(Beginning of Entries shown)
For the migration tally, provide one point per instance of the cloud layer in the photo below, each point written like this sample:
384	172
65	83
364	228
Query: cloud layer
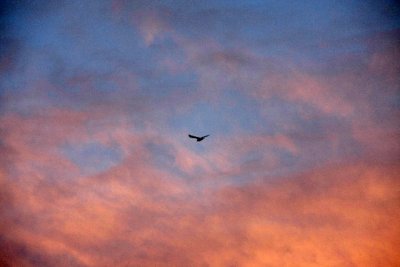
301	168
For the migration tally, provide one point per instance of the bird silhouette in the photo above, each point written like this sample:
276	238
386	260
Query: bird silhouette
198	138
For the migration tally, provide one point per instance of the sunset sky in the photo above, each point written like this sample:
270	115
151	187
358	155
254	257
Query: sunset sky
300	98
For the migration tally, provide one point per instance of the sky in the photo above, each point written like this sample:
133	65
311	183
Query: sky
300	99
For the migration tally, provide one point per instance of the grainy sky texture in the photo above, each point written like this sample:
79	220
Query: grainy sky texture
301	99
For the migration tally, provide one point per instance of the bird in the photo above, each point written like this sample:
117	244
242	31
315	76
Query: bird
198	138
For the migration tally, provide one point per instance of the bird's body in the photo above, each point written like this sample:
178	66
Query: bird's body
198	139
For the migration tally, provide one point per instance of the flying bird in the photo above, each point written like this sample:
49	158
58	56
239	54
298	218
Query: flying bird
198	138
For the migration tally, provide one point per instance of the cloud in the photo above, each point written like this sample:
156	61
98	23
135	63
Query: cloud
300	168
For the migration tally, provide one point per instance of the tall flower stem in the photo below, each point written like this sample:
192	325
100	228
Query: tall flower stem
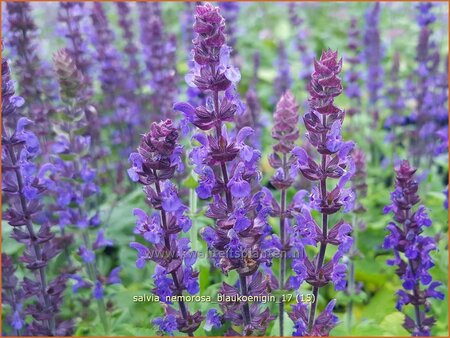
229	201
351	277
283	249
167	244
30	229
323	244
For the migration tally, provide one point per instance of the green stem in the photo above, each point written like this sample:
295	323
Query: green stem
92	273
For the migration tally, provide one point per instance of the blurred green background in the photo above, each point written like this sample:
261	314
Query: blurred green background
260	27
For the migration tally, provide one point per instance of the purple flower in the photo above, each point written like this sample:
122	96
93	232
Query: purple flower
23	186
323	123
33	73
101	241
97	292
166	325
87	255
153	166
406	237
227	166
114	277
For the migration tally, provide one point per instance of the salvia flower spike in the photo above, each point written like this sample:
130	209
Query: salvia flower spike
154	166
228	173
323	123
412	251
285	132
22	41
23	184
77	181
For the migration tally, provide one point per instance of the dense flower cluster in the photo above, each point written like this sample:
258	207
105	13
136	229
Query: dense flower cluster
353	76
228	172
23	186
373	54
323	123
430	91
153	166
412	251
230	12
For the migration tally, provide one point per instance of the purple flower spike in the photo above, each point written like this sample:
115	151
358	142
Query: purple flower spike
35	77
23	187
228	172
154	167
429	88
285	132
323	123
406	238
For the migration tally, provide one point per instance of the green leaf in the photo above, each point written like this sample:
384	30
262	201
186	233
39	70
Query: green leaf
392	325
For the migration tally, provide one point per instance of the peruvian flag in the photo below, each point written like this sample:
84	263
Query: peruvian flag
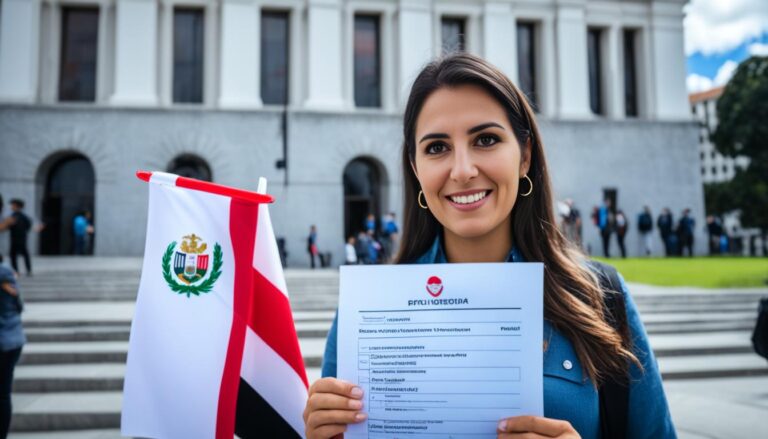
213	350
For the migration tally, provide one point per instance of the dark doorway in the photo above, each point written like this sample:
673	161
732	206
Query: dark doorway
68	190
362	195
192	166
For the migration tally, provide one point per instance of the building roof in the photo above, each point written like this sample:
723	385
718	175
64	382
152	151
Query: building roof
706	95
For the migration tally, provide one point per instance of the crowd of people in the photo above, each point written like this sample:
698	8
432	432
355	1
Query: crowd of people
677	236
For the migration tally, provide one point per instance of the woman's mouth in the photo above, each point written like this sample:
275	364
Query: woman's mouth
468	200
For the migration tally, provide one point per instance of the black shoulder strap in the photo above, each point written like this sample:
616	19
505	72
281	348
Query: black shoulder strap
614	391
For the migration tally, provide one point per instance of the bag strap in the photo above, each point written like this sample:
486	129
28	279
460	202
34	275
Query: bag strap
614	390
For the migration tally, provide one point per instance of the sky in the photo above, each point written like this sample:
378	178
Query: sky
719	34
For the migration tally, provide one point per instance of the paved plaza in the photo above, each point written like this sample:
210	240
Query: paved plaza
78	313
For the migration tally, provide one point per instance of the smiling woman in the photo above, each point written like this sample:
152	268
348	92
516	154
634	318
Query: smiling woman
477	189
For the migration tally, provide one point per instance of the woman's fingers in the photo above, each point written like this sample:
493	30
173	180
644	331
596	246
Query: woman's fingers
328	417
535	424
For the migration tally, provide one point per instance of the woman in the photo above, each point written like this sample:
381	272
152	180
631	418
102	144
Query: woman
477	189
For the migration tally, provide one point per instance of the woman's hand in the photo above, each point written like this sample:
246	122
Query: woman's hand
332	404
530	427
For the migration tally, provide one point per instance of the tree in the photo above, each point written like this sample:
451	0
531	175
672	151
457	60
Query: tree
742	130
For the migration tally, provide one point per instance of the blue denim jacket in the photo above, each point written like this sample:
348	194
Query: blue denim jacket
11	333
568	395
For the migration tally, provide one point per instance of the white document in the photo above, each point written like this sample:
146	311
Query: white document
442	350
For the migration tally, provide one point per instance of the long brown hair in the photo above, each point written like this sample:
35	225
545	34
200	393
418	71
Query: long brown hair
573	299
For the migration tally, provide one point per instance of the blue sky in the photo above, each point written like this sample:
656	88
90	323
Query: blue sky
719	34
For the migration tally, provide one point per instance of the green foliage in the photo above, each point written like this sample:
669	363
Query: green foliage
742	130
204	287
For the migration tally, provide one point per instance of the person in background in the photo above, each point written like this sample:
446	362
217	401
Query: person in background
665	223
312	245
350	252
685	232
622	225
19	225
11	340
645	227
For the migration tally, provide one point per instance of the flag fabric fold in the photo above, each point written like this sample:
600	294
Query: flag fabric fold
213	350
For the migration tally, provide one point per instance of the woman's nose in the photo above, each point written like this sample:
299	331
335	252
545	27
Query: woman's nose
463	168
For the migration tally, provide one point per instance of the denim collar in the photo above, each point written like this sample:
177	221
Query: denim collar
436	254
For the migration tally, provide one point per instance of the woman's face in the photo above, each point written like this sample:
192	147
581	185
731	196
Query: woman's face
467	161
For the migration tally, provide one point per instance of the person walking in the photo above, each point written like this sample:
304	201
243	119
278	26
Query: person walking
665	223
645	227
350	252
312	245
12	340
19	225
685	230
622	225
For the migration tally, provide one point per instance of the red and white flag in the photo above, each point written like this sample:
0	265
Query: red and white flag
213	349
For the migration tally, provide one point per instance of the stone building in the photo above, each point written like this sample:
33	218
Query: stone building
309	93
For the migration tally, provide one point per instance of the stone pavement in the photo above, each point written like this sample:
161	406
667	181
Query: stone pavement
68	383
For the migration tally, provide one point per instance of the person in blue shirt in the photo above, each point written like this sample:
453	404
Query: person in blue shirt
477	189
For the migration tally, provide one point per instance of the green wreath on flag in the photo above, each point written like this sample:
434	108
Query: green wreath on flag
204	287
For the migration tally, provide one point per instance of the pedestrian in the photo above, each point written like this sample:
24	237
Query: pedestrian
19	225
645	227
312	245
11	340
715	232
685	229
349	251
665	223
622	225
503	161
389	236
80	230
606	222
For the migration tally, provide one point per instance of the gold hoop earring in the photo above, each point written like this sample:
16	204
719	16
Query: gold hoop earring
530	183
418	199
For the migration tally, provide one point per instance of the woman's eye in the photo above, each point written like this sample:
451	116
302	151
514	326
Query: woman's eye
487	140
436	148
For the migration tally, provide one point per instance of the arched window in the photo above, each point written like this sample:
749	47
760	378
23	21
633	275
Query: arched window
192	166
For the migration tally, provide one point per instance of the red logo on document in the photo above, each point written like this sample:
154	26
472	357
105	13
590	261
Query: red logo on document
434	286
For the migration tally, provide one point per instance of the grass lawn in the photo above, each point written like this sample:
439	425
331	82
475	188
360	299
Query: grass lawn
694	272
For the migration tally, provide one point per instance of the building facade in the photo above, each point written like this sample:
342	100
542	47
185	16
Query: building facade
309	94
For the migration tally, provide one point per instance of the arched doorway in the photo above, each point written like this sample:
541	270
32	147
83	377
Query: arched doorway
68	190
192	166
363	190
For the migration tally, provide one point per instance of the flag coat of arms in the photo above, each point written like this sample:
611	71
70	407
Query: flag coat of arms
213	350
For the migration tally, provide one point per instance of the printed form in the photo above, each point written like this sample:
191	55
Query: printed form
442	350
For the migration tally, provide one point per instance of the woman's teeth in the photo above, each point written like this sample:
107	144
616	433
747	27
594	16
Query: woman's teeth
469	199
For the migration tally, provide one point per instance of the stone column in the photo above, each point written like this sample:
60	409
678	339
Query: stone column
415	45
240	55
571	41
325	70
668	61
136	53
500	37
19	50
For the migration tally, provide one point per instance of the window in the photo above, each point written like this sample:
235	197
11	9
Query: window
630	73
526	62
79	43
453	35
274	57
595	70
367	61
188	55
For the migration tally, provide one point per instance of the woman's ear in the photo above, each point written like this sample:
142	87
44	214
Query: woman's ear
525	158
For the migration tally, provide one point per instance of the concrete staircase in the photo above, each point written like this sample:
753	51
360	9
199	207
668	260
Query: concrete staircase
69	380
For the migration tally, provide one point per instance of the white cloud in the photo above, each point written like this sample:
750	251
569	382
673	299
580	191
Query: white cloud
697	83
758	49
725	72
715	26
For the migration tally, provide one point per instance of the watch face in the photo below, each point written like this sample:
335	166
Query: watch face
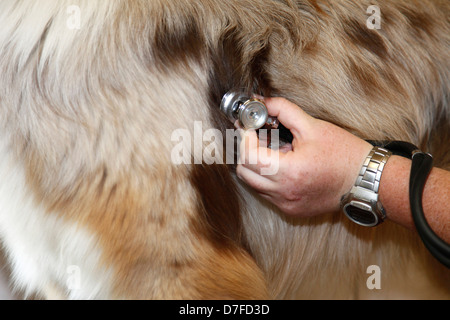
361	216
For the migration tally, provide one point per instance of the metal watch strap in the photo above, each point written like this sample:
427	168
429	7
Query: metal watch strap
370	174
361	204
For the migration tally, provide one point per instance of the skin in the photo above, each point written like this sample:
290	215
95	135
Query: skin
322	164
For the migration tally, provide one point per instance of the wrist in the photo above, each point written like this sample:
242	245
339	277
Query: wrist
394	191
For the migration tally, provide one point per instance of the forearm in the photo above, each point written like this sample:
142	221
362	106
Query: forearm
394	195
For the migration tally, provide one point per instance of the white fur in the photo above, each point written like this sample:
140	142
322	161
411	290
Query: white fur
44	249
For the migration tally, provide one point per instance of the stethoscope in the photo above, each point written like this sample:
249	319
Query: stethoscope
251	113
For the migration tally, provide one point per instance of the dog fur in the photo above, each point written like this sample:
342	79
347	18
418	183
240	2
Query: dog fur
86	117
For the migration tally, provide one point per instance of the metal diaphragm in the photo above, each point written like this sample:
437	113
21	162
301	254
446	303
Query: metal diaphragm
251	113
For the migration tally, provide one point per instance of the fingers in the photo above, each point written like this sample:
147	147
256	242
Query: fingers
255	155
289	114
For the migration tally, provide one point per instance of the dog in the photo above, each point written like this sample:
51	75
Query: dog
92	205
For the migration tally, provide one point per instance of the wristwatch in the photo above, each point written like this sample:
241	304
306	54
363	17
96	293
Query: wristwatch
361	205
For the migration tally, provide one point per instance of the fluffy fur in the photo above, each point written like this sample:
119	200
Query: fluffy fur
86	117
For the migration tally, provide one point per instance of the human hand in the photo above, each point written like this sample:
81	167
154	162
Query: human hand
320	166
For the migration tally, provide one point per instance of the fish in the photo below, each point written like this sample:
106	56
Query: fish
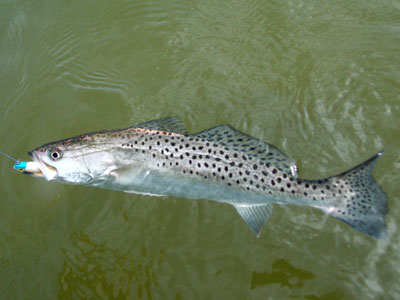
222	164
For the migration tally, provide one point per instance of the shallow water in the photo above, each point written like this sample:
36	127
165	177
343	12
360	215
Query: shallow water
319	80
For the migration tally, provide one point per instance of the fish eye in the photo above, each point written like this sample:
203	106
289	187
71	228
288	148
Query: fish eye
55	154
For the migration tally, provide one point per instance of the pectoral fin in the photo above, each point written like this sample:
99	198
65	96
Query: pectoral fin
255	215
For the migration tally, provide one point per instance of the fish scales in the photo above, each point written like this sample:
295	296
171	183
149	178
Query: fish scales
221	164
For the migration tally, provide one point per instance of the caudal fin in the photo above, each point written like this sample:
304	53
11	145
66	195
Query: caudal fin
362	203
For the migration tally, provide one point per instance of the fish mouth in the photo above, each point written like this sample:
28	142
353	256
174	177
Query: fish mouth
40	168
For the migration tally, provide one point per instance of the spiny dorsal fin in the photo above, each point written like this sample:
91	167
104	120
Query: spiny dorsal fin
255	215
236	140
169	124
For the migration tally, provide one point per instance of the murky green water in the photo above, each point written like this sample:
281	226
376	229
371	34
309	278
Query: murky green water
318	79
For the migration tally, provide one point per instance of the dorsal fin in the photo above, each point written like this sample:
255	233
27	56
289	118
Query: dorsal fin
169	124
229	137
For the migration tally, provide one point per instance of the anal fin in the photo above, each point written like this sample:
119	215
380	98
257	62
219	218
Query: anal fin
255	215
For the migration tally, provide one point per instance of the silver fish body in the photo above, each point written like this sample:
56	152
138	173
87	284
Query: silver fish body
220	164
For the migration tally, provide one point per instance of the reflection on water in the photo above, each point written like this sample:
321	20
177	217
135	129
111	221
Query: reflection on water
317	79
95	271
283	274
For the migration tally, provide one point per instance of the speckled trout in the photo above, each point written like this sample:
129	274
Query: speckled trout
220	164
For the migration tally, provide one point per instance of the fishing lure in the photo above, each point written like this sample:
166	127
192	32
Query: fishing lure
22	166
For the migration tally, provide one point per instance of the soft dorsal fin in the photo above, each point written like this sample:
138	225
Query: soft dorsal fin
169	124
229	137
255	215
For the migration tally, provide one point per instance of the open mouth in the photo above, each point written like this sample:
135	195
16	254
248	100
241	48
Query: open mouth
39	168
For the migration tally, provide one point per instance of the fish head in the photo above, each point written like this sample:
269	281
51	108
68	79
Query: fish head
71	161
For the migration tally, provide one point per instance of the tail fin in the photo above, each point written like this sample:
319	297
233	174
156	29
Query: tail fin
363	204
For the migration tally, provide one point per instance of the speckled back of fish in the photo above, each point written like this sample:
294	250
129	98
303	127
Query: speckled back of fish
221	164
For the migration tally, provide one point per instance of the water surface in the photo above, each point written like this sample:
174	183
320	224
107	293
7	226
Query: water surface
320	80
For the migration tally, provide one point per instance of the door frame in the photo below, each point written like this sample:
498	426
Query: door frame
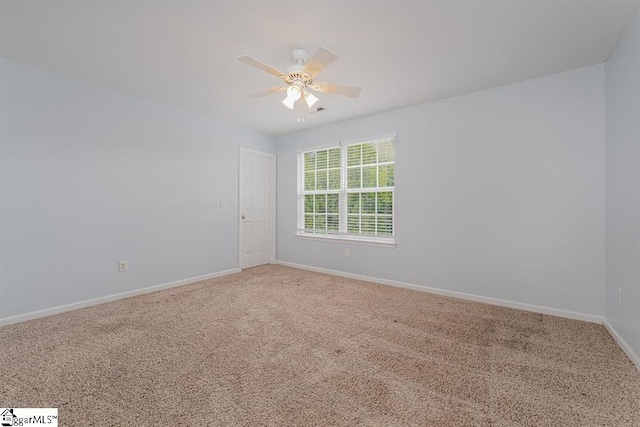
272	203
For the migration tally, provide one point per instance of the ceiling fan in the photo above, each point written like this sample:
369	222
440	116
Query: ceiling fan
299	78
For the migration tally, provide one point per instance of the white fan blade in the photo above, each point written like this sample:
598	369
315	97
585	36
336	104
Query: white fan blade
319	61
350	91
268	92
252	61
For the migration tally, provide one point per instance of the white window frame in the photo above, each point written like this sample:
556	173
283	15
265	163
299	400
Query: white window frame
343	235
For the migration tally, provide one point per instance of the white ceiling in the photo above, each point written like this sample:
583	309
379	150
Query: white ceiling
184	53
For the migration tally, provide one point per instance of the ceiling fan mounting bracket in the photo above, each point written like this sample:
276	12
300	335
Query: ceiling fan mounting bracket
299	56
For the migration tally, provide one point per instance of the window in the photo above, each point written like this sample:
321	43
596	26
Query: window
347	191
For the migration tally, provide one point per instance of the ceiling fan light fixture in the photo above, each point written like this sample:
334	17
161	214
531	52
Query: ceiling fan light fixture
310	99
293	94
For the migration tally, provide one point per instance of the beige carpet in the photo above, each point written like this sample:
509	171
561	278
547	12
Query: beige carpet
280	346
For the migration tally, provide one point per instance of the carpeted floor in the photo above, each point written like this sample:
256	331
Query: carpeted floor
279	346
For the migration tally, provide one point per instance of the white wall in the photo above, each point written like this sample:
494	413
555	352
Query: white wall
623	187
92	177
500	193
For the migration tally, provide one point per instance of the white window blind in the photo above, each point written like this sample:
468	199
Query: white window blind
347	191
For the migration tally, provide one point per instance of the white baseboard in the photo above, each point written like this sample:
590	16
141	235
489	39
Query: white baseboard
101	300
471	297
622	343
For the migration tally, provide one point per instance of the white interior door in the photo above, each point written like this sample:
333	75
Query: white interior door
257	208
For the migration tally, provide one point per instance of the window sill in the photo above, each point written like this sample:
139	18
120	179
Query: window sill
349	239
(End of Entries shown)
#### [What is required]
Pull out every line of the records that includes the string "below".

#### [Answer to the problem]
For the migration tally, provide one point per instance of the cloud layer in the photo below, each point written like this sample:
For the migration tally, provide one point per instance of the tall flower stem in the photo below, each point written like this sample:
For the migration tally, provide one point per instance of the peruvian flag in the photo below, each point written like this sample:
For the migration tally, provide one point per instance of the watch face in the photo below, each point written like this sample:
For the migration tally, provide one point per instance of the fish in the photo below, each point written like this sample:
For the migration tally, provide one point per instance of the door frame in the photo below, each point written like this sample:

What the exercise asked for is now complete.